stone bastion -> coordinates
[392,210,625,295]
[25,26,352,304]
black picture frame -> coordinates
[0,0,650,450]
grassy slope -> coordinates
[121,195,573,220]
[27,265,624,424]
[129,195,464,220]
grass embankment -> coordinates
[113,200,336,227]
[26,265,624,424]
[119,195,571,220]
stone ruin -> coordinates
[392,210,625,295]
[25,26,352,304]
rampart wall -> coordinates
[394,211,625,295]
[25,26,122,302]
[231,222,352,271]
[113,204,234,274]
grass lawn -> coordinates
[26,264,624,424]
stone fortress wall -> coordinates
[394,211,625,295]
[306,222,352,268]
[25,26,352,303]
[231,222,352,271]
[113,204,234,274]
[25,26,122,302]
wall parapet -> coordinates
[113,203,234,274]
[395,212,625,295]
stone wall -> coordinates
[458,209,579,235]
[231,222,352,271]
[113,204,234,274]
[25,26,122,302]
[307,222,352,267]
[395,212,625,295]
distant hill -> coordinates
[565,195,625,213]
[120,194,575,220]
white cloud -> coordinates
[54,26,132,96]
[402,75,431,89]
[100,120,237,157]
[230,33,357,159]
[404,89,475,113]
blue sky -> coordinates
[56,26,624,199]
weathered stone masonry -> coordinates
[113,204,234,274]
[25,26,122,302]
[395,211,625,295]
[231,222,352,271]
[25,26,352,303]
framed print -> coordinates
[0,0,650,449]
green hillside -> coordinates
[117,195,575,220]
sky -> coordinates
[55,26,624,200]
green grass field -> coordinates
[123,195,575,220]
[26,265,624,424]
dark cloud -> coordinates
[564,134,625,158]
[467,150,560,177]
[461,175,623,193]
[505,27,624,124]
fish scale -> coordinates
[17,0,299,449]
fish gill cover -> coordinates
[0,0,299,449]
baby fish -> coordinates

Goal
Reproduce all of the records with "white cloud" changed to "puffy cloud" and everything else left as it is.

Result below
stone bastion -> coordinates
[392,210,625,295]
[25,26,352,304]
black picture frame -> coordinates
[0,0,650,450]
grassy slope -> coordinates
[121,195,573,220]
[27,265,624,424]
[129,195,464,220]
grass embankment -> coordinates
[113,200,336,227]
[26,265,624,424]
[119,195,571,220]
stone ruin -> coordinates
[392,210,625,295]
[25,26,352,304]
rampart wall -> coordinates
[394,211,625,295]
[25,26,122,302]
[231,222,352,271]
[113,204,234,274]
grass lawn -> coordinates
[26,264,624,424]
stone fortress wall -> coordinates
[394,211,625,295]
[306,222,352,268]
[25,26,352,303]
[231,222,352,271]
[113,204,234,274]
[25,26,122,302]
wall parapet -> coordinates
[113,203,234,274]
[395,212,625,295]
stone wall -> coordinates
[458,209,579,235]
[231,222,352,271]
[113,204,234,274]
[25,26,122,302]
[307,222,352,267]
[395,212,625,295]
distant hill -> coordinates
[565,195,625,213]
[120,194,575,220]
puffy cloud -> coordinates
[54,26,132,96]
[402,75,431,89]
[100,120,237,157]
[230,33,357,159]
[404,89,475,113]
blue sky -> coordinates
[56,26,624,199]
weathered stone masonry -> coordinates
[113,204,234,274]
[25,26,122,302]
[395,211,625,295]
[231,222,352,271]
[25,26,352,303]
framed print -> coordinates
[0,0,650,449]
green hillside -> coordinates
[117,195,575,220]
sky -> coordinates
[55,26,624,200]
green grass field -> coordinates
[123,195,575,220]
[26,265,624,424]
dark cloud -> coordinates
[564,134,625,158]
[467,150,560,177]
[461,175,623,193]
[505,27,624,124]
fish scale -> coordinates
[17,0,299,449]
fish gill cover -> coordinates
[0,0,299,449]
baby fish -> coordinates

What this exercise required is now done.